* **KRÓTKIE ZADANIE A**:
Wypisz z artykułu o planowanej fabryce asfaltu w Przemyślu fragment od „Jak łatwo się” do „się w piekło.”.
* **KRÓTKIE ZADANIE B**:
Na podstawie artykułu o planowanej fabryce asfaltu w Przemyślu wyjaśnij w jednym do trzech zdań, dlaczego określenie „uciążliwe zapachy” nazwano w nim bardzo delikatnym.
* **KRÓTKIE ZADANIE C**:
Kontynuuj artykuł o planowanej fabryce asfaltu w Przemyślu od miejsca, w którym się kończy.

* **POKAZANY TEKST**:

+++

Żegnaj turystyko, witaj smrodzie. W Przemyślu może powstać fabryka asfaltu

Pierwsze pogłoski o planach budowy fabryki mas bitumicznych na terenie przemyskiej podstrefy Tarnobrzeskiej Specjalnej Strefy Ekonomicznej na Bakończycach pojawiły się kilka tygodni temu podczas zebrania wyborczego do rady osiedla ,,Łukasińskiego”. To wtedy kilku mieszkańców podniosło problem i poprosiło obecnego na zebraniu wiceprezydenta Bogusława Świeżego o komentarz. Świeży potwierdził, że rzeczywiście inwestor z branży drogowej w strefie ekonomicznej jest.

Jak łatwo się domyślić, mieszkańcom nie podoba się, że kilkaset metrów od ich domostw ktoś ma zamiar wybudować zakład, który będzie emitować uciążliwe zapachy. ,,Uciążliwe zapachy” to zresztą określenie bardzo delikatne, bo z relacji dostępnych w internecie wynika, że tam gdzie zakłady produkcji mas bitumicznych funkcjonują, pojawiają się protesty i głosy mieszkańców skarżących się na duszący smród, który nie pozwala otworzyć okien w domu. Jeśli dołoży się do tego ruch ciężarówek, hałas i pył, to życie w okolicy takiego zakładu zamienia się w piekło.

+++

* **DANE**:
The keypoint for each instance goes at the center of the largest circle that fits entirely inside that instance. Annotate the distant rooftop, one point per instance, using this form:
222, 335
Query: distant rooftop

+++

* **WYNIK ZADANIA A**:
Jak łatwo się domyślić, mieszkańcom nie podoba się, że kilkaset metrów od ich domostw ktoś ma zamiar wybudować zakład, który będzie emitować uciążliwe zapachy. ,,Uciążliwe zapachy” to zresztą określenie bardzo delikatne, bo z relacji dostępnych w internecie wynika, że tam gdzie zakłady produkcji mas bitumicznych funkcjonują, pojawiają się protesty i głosy mieszkańców skarżących się na duszący smród, który nie pozwala otworzyć okien w domu. Jeśli dołoży się do tego ruch ciężarówek, hałas i pył, to życie w okolicy takiego zakładu zamienia się w piekło.

* **WYNIK ZADANIA B**:
Z relacji dostępnych w internecie wynika, że tam, gdzie działają zakłady produkcji mas bitumicznych, pojawiają się protesty. Mieszkańcy skarżą się tam na duszący smród, przez który nie mogą otworzyć okien w domu.

* **WYNIK ZADANIA C**:
Nie muszę się spowiadać
Portal Przemyski zwrócił się do urzędu miejskiego o potwierdzenie niepokojących informacji o możliwości budowy asfalciarni i przekazanie listy podmiotów, które nabyły działki w strefie. Dowiedzieliśmy się, że oprócz firm HENSFORT Sp. z o.o., Przedsiębiorstwa Projektowo-Budowlanego PROBUD Sp. z o.o. i Piotruś Pan Sp. z o.o., dwie działki w strefie ekonomicznej nabyły osoby prywatne. I to one, według posiadanych przez nas informacji, mogą mieć związek z planowaną wytwórnią mas bitumicznych.
Skontaktowaliśmy się z przedsiębiorcą, który według naszych ustaleń jest zainteresowany budową zakładu. To Mariusz Ślimak - właściciel przedsiębiorstwa z Ruszelczyc zajmującego się utrzymaniem i remontami dróg. Firma - jak można się dowiedzieć z Biuletynu Zamówień Publicznych - wygrywa przetargi na naprawy dróg z użyciem masy bitumicznej. W krótkiej rozmowie M. Ślimak potwierdził, iż posiada teren w przemyskiej strefie ekonomicznej, choć jak twierdził, nie wie kiedy będzie budował zakład, bo czasy są ,,niepewne”. Co jednak najważniejsze, nie wykluczył budowy zakładu. Przedsiębiorca odpowiadał niechętnie, wyraźnie niezadowolony z tego, że interesujemy się sprawą i jak to określił "nie musi się spowiadać".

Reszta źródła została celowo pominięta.